***** PASSAGE PROVIDED

A career fashioned around a passion for designing and painting yachts

Chuck Paine in his studio

Tenants Harbor artist Chuck Paine and his twin brother, Art, began a competition to “out-paint” each other when they were only five years old. Over sixty-five years later, they both have mastered painting dynamic marine scenes that often depict sailing vessels on challenging seas.

Raised by their mother and grandparents on Jamestown Island in Narragansett Bay, the boys developed a close relationship to the ocean and the vessels that sailed upon it. The family provided art supplies to the boys at age five, when that ferocious competition between them began. The direction of their work also took hold around that time when their grandfather, a caretaker for many summer homes on the island, took the boys to see an enormous seascape painting by William Trost Richards which hung in one of the vacant mansions. Awestruck, Chuck Paine instantly knew the subject he wanted to paint. Trips to boat yards on the island also sparked his desire to design yachts.

**********

__DIRECTIVE__
Tell whether each of these statements agrees with the profile of Chuck Paine: (a) Chuck Paine and his brother Art were raised on Jamestown Island. (b) The brothers started competing to out-paint each other at age ten. (c) Visits to boat yards sparked Chuck Paine's desire to design yachts. For each one, answer yes or no and quote the deciding words of the profile.

***** SUPPLIED INFORMATION

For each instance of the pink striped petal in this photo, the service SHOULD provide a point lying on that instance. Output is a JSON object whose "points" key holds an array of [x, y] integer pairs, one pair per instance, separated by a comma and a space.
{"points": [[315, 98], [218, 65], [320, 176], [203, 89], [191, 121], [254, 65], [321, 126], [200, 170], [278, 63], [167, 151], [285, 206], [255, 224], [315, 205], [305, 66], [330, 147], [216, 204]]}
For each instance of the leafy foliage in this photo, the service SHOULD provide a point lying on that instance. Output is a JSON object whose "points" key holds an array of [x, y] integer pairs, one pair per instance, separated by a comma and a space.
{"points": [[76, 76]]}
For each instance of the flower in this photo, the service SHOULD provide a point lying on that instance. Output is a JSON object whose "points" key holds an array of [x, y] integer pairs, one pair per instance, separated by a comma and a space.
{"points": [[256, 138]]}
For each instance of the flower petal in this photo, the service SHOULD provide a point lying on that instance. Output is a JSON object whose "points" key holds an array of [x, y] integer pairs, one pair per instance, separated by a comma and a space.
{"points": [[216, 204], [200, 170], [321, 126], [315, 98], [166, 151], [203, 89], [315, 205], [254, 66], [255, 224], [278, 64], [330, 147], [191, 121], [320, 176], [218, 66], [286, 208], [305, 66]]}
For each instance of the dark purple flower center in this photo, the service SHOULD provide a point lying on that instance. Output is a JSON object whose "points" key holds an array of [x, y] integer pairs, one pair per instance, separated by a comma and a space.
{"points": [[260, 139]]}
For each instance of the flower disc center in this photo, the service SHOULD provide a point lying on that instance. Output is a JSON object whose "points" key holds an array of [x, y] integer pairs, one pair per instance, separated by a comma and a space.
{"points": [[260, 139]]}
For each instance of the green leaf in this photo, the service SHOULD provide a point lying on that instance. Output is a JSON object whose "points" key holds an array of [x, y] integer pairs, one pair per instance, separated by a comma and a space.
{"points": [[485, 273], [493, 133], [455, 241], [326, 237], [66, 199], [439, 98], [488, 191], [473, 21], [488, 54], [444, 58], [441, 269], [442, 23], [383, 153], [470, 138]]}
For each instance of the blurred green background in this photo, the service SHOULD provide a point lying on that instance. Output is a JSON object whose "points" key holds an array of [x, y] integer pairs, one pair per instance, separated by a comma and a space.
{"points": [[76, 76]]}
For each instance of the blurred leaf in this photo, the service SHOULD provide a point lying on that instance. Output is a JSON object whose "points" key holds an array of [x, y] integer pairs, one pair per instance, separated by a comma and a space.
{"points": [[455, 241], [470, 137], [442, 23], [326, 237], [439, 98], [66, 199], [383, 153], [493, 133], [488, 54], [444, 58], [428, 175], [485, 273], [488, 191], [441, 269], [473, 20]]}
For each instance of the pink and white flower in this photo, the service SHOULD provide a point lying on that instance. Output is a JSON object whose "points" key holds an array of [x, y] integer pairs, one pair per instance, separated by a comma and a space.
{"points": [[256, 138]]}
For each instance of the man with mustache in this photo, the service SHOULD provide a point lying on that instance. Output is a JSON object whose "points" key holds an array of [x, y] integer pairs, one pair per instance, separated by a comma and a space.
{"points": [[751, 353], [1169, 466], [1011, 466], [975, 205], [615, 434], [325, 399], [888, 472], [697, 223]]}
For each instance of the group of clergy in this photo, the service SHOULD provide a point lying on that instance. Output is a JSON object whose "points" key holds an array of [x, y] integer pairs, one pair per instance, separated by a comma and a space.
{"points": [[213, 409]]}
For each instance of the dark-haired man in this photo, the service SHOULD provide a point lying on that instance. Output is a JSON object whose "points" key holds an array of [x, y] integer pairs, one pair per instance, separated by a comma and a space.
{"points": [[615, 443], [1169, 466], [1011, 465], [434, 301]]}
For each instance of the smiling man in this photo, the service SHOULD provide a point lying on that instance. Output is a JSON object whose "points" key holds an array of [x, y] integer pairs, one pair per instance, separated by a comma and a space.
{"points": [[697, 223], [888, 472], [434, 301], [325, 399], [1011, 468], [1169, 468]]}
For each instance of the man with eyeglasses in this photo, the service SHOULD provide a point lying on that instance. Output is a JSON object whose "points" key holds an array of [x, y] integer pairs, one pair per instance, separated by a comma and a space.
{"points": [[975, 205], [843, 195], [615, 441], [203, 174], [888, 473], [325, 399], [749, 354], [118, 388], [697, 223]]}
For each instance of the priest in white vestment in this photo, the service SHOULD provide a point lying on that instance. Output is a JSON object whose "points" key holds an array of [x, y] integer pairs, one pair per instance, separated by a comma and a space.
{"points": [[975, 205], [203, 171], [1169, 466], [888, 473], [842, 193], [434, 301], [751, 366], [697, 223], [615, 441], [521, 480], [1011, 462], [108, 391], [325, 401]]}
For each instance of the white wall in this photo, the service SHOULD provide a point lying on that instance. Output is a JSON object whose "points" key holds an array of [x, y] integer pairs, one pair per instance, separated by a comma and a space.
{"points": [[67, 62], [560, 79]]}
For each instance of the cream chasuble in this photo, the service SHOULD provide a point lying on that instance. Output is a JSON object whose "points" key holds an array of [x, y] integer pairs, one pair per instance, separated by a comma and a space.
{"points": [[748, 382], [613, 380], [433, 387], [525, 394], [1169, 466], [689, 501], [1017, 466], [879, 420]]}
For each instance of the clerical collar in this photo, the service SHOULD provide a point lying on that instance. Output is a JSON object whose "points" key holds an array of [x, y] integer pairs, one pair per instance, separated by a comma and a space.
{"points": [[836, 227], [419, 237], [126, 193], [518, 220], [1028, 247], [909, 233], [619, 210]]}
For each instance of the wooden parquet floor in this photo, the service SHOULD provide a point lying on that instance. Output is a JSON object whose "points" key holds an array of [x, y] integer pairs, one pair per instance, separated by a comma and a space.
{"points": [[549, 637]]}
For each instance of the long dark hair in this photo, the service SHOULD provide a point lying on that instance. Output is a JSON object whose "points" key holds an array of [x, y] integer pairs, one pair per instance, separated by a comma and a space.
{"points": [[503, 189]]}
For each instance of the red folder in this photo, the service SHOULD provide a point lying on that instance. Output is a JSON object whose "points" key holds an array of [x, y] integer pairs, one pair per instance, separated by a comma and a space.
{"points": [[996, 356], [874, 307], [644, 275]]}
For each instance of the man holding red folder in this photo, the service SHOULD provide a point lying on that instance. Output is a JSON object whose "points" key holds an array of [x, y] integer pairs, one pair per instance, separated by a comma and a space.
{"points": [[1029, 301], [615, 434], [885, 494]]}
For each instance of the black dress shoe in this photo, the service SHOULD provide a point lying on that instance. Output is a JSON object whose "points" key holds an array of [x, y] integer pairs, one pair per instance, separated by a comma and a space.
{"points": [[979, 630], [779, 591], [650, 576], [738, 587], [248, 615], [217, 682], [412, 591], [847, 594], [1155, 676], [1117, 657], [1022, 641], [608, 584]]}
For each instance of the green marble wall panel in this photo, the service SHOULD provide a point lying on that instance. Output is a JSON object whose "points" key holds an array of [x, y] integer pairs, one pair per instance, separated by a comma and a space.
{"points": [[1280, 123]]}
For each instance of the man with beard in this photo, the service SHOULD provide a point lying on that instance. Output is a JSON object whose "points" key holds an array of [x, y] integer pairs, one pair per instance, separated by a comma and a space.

**********

__FINISHED EXERCISE__
(a) Yes: "Raised by their mother and grandparents on Jamestown Island in Narragansett Bay"
(b) No: "when they were only five years old"
(c) Yes: "Trips to boat yards on the island also sparked his desire to design yachts."